**EXERCISE REQUIREMENTS**
(a) Transcribe the portion of the blog excerpt that begins with the words containing "reading the dictionary for" and ends with "on my computer.".
(b) In the blog excerpt, which word did the writer look up in the Word dictionary to confirm it was being used correctly?
(c) Take the blog excerpt further, continuing on from its final sentence.
PAGE TEXT Start Marker
I'll have to do another entry on New York outside expo, just because there are images I want to capture and there isn't a story to do it with yet. I'm sure there will be though.

Tuesday, May 31, 2005

chaos

I hear the sea in the wind this morning, the applause of waves in the leaves and the depth in the monotone sky. Off to the south there is a lightening of sorts, where the storm gray gives way to platinum, polished by the sun wherever it is. It is like the beach, where the sand is dark and soft near the water, but as it dries, the darkness disappears. Far up on the shore the wind can pick it up grain by grain and toss each one to chaos, or, I suppose, order.

The words are going there for me, some in chaos, some tamped down on the hard packed edges of my mind. The best part about those is that it is easy to walk on the sea soaked shoreline. The better exercise comes from the part of the beach where the loose grains are tossed in the wind though, where I have to close my eyes to the chaos to avoid tremendous pain, and where, when I can successfully make the trek, the muscles in my thighs scream of the burn that comes from broken down tissue. I like that pain. It means that tomorrow, I will be stronger. It means the words were worth fighting for.

I glance back to the sky to see if the sun is going to make its appearance, cursing the full moon a bit for the fatigue I am flooding with a strong hazelnut brew, and see that instead the sun has gone back to sleep, and the sky softened like the eyes of a lover beckoning me back to bed as well. Tempting, oh so tempting.

reading the dictionary for fun

In the workshop I finished in March, there was a student whose work included a character he wanted to portray as "nerdy"… to do so he, the author, gave the character what he considered an odd habit; reading the dictionary.

I hate to admit this, but if that is characteristic, then I'm very guilty. I just opened the list like dictionary in Word to make sure I was using the word estuary (the wide lower course of a river where the tide flows in, causing fresh and salt water to mix) correctly. When I got through the fifth Latin definition down the alphabetical list beneath the word, I realized what I was doing. It was bad enough that I was reading them. Much worse that I had to retype them into a document. You can't copy and paste from the Word dictionary, at least my version on my computer.

I hate to confess that if that is the definition of nerdy, it fits.

I've not written a word of fiction since The Rejection. I expect another one on Tuesday/Wednesday, Then I leave for New York to hobnob 9to socialize in a familiar manner with somebody, especially somebody considered to be of a higher social class) with The Publishing Industry, including my own daughter. At that point, I will feel not only nerdy, but fraudulent as well. Except I do know a lot of "stuff."

I am most concerned with the designation of wannabe. Iff I do it, I want to do it on a grand enough scale to be taken seriously. Truth is I've done quite a bit of research on the Publishing Company, and know that it is something that can be done. One publisher I talked to told me that he was in the industry solely because he wanted to be… at least I have a concept I want to pursue. That publisher sent me to Book Expo last year for more information. If you don't know, I was well on my way, literally on the threshold of the Expo, when I was called to my mother's bed to witness the pulling of the plug. Everything went on hold then. It is time to get back into motion though; a year of stagnation is too much.
PAGE TEXT End Marker
DATASET Start Marker
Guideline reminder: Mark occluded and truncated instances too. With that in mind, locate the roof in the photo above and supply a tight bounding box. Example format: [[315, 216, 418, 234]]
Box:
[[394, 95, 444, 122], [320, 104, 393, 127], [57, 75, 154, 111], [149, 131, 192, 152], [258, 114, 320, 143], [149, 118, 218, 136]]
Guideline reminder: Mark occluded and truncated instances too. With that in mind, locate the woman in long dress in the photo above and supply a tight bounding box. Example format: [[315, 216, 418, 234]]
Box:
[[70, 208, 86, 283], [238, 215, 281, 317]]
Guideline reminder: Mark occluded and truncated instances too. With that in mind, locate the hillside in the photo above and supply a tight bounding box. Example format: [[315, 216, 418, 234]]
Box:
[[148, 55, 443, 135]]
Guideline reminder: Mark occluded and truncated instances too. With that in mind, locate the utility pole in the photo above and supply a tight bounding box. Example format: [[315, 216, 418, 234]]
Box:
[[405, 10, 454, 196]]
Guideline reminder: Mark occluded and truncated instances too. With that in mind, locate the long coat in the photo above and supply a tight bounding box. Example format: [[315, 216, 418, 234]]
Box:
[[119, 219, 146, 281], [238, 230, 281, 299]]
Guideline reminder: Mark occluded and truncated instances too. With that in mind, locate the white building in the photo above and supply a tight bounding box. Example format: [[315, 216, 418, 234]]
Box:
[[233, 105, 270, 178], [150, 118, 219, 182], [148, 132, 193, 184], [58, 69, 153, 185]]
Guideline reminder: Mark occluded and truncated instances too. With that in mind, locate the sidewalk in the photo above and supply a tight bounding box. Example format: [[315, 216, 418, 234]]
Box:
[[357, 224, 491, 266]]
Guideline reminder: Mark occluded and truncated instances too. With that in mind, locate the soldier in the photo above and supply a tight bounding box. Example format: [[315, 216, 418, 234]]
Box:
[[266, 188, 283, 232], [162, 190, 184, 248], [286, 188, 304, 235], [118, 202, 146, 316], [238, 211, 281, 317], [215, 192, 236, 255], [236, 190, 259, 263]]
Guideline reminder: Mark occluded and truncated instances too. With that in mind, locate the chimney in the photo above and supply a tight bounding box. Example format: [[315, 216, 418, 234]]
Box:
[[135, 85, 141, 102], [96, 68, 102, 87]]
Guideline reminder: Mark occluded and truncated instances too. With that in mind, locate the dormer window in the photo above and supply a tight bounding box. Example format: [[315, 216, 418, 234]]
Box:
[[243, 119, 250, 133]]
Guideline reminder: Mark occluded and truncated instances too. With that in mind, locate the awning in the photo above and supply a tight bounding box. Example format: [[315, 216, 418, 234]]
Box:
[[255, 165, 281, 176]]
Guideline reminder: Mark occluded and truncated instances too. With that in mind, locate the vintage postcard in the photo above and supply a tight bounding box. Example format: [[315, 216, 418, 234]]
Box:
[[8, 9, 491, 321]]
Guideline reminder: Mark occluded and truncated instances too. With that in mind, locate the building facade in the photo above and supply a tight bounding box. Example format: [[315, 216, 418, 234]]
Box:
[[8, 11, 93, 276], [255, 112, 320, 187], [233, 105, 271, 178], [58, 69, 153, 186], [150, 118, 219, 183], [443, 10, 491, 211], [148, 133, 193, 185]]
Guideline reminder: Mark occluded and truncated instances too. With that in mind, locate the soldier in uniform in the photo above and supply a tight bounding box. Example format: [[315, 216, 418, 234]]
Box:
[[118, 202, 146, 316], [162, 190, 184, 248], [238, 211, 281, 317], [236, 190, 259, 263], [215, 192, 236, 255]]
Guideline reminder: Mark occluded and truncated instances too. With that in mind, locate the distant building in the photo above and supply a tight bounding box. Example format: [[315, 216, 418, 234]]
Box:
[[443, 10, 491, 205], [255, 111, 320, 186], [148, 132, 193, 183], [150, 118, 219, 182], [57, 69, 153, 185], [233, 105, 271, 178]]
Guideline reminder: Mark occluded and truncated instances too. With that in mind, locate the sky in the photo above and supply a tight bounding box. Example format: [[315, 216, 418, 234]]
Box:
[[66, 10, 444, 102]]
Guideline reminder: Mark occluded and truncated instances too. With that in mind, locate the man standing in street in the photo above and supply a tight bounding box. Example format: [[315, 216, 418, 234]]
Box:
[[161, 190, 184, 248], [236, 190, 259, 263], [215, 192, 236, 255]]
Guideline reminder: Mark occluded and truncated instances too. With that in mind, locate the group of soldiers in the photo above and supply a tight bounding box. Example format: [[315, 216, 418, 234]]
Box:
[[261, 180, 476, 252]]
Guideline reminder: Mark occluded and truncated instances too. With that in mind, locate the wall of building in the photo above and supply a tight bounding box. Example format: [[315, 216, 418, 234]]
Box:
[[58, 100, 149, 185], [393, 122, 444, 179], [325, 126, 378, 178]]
DATASET End Marker
**TASK-BY-TASK RESULTS**
(a)
reading the dictionary for fun

In the workshop I finished in March, there was a student whose work included a character he wanted to portray as "nerdy"… to do so he, the author, gave the character what he considered an odd habit; reading the dictionary.

I hate to admit this, but if that is characteristic, then I'm very guilty. I just opened the list like dictionary in Word to make sure I was using the word estuary (the wide lower course of a river where the tide flows in, causing fresh and salt water to mix) correctly. When I got through the fifth Latin definition down the alphabetical list beneath the word, I realized what I was doing. It was bad enough that I was reading them. Much worse that I had to retype them into a document. You can't copy and paste from the Word dictionary, at least my version on my computer.

(b) Estuary.

(c)
Ah but back to the dictionary. I went to Kemah the other day, in a veiled… or perhaps I should say shrouded… attempt … to entertain my in-laws. Kemah can be fun but has a sense of knock-off Disney about it. Tourists like it. I liked it when I was a tourist too. The good thing about company is seeing the city through their eyes, and remembering why you don't live where they are. My father in law, ever the daredevil, wanted to go up in the Tower… which was little more than a glassed in elevator with a view of the Bay. Mother in law didn't of course…. Afraid of heights… so she chose a bench to sit on while the rest of the family went up. A good Daughter in Law would have stayed with her on the Bench and talked about… I don't know; I've never been a good daughter-in-law.

The tour guide intoned through loudspeakers that we were on a bird migration superhighway, and that the area was an estuary. (See the connection? I know, lame, but it's late.)

Moving water: creeks, rivers, waterfalls, are a source of aquatic joy for me, so much so that I chose my college in part based on its view of the Ohio. Generally now, a river is not enough, not even the Mississippi. To find the aquatic release I need it takes waves, and lately even my freshwater Lake Michigan waves have seemed second rate.

Maybe I have combined, the tides rolling in with the decades, the fresh water and the salt. (We don't need to comment on wide bottoms btw) ...so much with the salt that I don't fit anywhere. I'm not comfortable anymore in Boardrooms because I just don't take it seriously now. Nor am I quite artsy enough to fit the vagabond writer's world. So perhaps this company is the blend I'm looking for. Perhaps.

If you play Texas Hold'em you know how frustrating it is for my opponents to continue to lose to me on the River. If they only knew about estuaries.

Thursday, May 26, 2005

Catching a ride on the upswing.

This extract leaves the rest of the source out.